=== TEXT FOR ANALYSIS ===
Covid has seen New Zealand working in ways that are new, testing and perhaps not as temporary as we might like to think.
Schooling
It is inevitable that the question of whether to shift the holidays to compensate and recognise that the students have missed a lot of term time thanks to Covid will always be a bit controversial. It is one of the times when it seems to me that all the positions taken around this issue have merit. I might have thought that the Boards of Trustees could contribute to this discussion.
In the history of New Zealand education there were considerable times when there were breaks in children being at school, often this was on a regional basis rather than the whole country and lessons were one way or another continued at home. The Correspondence School was prominent in the help given to teachers and schools at that time and many students, now much older, recall with pleasure the arrival and the departure of the canvas satchels in which the lessons were dispatched and collected on a weekly basis during the period when schools were closed. Those who once were young speak of the delight in getting the satchel which the teachers distributed and collected.
But that was then, this is now and things have changed.
Coffee #2 and Impact
I was amused the other day to hear a coffee shop owner in Wellington adamantly stating that it is time public servants “got back to work” so that they could keep coffee shops operating. As much as I realise that getting the business flowing again is important, the thought that people are only working when they “get back to work” ignores the fact that they are “back at work” and it is called working from home.
There have been some quite clear indications that there will be a number – some say 15% – who will not return to the coffee shop but continue to work from home. This was once thought to be difficult to control but it seems to have proved easier than we might have predicted. MBIE was reported last week to have 50% of its workforce doing their job at home. Many of those who are working at home will not “return to work” but remain being at home, perhaps playing role in their young children and older youth education, and drinking their home-made coffee!

=== EXTRACTED DATA ===
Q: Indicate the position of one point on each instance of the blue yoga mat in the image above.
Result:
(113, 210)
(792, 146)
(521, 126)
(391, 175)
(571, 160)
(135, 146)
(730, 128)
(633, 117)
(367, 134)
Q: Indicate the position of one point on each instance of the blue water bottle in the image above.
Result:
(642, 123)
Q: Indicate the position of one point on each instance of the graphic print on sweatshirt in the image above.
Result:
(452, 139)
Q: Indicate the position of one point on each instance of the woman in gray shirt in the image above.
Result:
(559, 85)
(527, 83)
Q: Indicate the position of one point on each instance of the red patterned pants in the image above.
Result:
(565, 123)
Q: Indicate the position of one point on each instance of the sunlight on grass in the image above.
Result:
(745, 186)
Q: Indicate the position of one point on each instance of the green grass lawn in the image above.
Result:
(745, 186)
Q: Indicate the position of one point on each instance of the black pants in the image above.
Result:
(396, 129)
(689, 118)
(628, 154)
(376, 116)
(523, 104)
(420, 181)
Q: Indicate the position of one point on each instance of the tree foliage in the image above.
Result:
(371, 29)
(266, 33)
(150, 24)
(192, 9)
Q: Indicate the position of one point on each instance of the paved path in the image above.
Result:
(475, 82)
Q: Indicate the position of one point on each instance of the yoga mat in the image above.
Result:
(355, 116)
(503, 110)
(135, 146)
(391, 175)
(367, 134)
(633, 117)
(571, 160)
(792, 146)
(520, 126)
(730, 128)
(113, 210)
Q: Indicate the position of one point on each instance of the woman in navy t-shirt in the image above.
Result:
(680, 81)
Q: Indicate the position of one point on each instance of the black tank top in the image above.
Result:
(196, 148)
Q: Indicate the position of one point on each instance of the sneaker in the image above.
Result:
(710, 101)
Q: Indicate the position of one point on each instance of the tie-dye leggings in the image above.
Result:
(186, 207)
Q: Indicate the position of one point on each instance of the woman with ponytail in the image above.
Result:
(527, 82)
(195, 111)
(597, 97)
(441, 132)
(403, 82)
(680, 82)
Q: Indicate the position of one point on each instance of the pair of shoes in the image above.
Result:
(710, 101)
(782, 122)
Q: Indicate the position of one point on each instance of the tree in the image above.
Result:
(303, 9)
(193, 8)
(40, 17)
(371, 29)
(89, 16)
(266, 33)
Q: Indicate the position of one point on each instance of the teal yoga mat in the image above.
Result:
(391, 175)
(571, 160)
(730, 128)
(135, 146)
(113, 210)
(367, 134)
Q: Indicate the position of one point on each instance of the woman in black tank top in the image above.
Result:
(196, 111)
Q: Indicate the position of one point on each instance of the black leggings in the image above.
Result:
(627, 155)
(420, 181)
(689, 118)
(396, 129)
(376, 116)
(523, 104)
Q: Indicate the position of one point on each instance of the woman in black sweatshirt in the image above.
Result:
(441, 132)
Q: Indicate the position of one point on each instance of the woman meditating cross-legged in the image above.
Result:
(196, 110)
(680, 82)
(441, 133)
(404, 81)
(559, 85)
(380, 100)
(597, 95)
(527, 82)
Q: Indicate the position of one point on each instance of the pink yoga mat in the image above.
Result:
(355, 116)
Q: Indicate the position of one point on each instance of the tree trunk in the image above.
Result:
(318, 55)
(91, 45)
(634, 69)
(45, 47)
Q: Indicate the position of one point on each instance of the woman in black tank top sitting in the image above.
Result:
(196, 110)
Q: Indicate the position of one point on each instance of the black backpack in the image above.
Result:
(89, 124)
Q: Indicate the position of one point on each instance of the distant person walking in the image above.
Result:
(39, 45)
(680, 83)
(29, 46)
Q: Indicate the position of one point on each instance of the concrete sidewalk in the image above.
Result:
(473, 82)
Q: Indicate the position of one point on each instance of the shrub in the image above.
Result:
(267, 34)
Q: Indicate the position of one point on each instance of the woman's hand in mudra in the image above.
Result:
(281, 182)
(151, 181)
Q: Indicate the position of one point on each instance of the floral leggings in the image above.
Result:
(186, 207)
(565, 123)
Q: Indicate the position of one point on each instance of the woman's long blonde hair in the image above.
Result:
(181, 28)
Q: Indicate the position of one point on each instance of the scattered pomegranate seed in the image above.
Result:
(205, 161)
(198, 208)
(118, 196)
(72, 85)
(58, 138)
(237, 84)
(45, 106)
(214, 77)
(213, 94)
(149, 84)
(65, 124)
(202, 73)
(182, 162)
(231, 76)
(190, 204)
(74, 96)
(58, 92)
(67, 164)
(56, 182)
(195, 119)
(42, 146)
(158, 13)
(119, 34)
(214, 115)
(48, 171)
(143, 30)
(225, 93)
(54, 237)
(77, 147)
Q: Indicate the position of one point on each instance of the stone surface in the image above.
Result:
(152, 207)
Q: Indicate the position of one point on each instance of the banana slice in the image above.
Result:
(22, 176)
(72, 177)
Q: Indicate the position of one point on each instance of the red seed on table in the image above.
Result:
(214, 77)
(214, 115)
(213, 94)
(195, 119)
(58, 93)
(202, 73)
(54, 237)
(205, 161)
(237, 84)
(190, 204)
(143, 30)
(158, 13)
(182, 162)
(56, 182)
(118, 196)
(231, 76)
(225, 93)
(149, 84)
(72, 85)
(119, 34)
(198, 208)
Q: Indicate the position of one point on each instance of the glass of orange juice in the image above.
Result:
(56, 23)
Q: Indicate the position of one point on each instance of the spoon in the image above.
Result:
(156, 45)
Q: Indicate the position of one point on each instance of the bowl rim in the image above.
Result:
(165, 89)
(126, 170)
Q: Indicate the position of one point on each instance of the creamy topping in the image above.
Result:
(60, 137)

=== EXERCISE AIM ===
In the piece on Covid in New Zealand, rewrite everything from "In the history" down to "distributed and collected.", swapping "weekly" for "fortnightly".

=== RESPONSE AREA ===
In the history of New Zealand education there were considerable times when there were breaks in children being at school, often this was on a regional basis rather than the whole country and lessons were one way or another continued at home. The Correspondence School was prominent in the help given to teachers and schools at that time and many students, now much older, recall with pleasure the arrival and the departure of the canvas satchels in which the lessons were dispatched and collected on a fortnightly basis during the period when schools were closed. Those who once were young speak of the delight in getting the satchel which the teachers distributed and collected.